§ Extracted text
________________

3.1 Business entities and object constancy

Insights make statements about business entities, such as the predicted value of a customer, the crowdedness of a specific train or the sentiment of a forum user. Naturally a separate state is maintained for each business entity in the insight store. To allow state separation we need to consistently identify business entities across our system, which constitutes object constancy. There are a few ways we can identify business entities.

  1. A unique data product key (unique combination of field values, such as customer_id, bank_account_number)
  2. A match scoring function, matching insights with stored insights
    1. Similarity metrics
    2. Unsupervised clustering
    3. MinHash or other bucketing approaches
    4. Custom scoring functions
  3. A combination of the previous two

We illustrate the third option (combined approach) with bank transactions. Each transaction has a unique sending and receiving bank account number, which together constitute a unique data product key. The two bank account numbers combined identify a financial relationship. For example, the financial relationship between student and university, we could see transactions with different subjects. Such as, regular tuition payments by the student, and occasional payments for course material. In this case, we want to predict the costs of course material for next year. To disentangle these two groups of transactions we score their similarity on transaction message and amount. We end up with two sets of transactions under one financial relationship. These two sets are both business entities and we want to select one for our insight generation and state management.

________________

§ Listed records

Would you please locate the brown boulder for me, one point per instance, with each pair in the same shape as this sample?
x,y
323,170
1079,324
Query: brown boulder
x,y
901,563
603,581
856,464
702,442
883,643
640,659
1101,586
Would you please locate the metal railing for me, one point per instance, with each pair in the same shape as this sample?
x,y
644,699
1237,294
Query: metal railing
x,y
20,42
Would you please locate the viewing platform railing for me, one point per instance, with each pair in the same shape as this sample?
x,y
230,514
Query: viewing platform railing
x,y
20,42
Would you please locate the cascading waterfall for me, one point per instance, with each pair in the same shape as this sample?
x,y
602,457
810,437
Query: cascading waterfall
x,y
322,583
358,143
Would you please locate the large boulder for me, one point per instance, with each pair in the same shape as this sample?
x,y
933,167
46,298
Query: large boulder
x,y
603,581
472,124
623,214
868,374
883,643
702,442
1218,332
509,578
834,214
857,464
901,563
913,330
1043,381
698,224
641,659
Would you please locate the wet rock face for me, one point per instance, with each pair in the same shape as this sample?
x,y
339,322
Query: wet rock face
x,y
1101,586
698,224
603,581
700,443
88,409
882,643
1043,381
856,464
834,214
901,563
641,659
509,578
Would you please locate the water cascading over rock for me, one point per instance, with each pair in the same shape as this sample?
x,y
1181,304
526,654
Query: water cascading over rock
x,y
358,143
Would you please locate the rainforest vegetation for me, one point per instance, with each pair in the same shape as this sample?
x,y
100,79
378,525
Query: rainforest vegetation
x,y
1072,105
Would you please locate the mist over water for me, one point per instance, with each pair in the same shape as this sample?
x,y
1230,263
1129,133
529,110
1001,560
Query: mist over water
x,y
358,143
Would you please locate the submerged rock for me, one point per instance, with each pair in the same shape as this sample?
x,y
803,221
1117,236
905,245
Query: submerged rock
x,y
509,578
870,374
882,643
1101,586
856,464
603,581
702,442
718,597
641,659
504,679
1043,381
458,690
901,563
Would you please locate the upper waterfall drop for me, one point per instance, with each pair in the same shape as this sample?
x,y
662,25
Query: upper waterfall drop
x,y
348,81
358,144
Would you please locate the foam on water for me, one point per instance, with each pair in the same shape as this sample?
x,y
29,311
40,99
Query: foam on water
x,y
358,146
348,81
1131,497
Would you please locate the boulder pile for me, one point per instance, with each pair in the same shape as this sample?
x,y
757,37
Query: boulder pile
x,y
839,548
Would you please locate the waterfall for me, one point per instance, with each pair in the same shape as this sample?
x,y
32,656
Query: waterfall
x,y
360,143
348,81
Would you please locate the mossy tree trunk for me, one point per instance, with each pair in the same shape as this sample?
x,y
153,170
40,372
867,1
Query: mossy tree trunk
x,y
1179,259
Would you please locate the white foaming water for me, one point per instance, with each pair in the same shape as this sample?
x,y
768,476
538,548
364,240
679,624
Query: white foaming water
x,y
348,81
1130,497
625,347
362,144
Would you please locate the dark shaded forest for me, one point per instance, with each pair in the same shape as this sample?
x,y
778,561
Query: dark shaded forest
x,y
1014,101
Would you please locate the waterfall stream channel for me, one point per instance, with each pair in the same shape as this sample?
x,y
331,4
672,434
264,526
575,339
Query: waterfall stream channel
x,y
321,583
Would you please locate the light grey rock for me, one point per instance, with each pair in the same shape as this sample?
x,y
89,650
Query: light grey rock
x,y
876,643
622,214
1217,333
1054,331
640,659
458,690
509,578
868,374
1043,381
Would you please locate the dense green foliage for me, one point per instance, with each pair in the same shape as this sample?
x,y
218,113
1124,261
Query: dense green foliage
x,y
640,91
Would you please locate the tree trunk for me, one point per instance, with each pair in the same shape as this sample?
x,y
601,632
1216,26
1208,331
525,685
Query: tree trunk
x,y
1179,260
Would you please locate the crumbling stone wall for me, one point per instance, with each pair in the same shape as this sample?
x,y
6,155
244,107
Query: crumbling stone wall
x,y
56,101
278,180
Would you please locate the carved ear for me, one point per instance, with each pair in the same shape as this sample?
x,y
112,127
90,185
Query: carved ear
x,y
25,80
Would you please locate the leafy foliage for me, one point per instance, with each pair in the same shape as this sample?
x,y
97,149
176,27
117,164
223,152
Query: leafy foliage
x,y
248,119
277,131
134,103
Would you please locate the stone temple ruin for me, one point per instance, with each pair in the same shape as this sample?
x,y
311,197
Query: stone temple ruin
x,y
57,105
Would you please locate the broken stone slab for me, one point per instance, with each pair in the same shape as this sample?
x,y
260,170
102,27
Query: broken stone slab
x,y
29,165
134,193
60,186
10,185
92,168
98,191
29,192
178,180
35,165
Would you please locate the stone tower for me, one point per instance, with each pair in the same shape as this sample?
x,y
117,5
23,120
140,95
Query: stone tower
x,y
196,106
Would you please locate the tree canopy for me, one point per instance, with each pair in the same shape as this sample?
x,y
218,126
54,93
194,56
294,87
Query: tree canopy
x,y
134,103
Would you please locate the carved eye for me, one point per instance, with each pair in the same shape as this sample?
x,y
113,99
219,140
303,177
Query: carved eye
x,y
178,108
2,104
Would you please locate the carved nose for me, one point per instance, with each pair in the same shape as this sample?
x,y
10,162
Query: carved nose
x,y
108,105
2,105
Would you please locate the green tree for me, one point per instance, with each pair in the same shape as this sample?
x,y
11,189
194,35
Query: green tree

________________

§ Task set
**A.** In the section on business entities and object constancy, what together makes up the unique data product key for a bank transaction?
**B.** Please continue the section on business entities and object constancy from its last sentence.

§ Answers
**A.** The sending and receiving bank account numbers.

**B.**
3.2 Full state update

With full state updates the speed layer insights overrule the batch layer insights. Effectively insights in the real-time view replace insights in the batch view. The insights in the batch view do not need to be overwritten, but the serving logic gives the real-time view precedence when responding to queries.

3.3 Partial state updates

The speed layer might not be able to generate a complete insight and be limited to partial updates. For example, state transitions are often communicated by partial state updates, such as transitioning a prediction to a historic fact. Here, we update the definite value and the state of the record from predicted to actual. With partial updates we often use a single view in the serving layer (Fig. 4). The batch layer overwrites this single view (taking care of record deletes) and the speed layer patches records/documents in the same view. This keeps the architecture self-healing as each batch pipeline run will completely overwrite the insight store.

single_view

3.4 Accumulated state updates

Accumulating state updates are not idempotent, because the outcome of the state update depends on the current state. This is different from full or partial state overrules and becomes harder to maintain in high throughput (>100 updates per second) streaming systems. Apart from other general streaming limitations, micro batch streaming frameworks suffer from concurrency problems when updates across concurrent micro batches target the same state. Therefore, accumulated state updates might require continuous stream processing. Some examples of state accumulation are:

  • Flagging as “processed” a list of predicted bank transactions with real-time transactions
  • Accumulating a prediction value based on input of different models at different times

As with partial updates we sink both the batch and speed layer into a single insight store view. The batch layer overwrites the insight state to keep the self-healing properties of the Lambda architecture, and the speed layer mutates it. Accumulative updates read the current insight state, mutate it, and overwrite it. To this end, we need a fast key-value store to support fast operations on the level of individual business entities, such as HBase.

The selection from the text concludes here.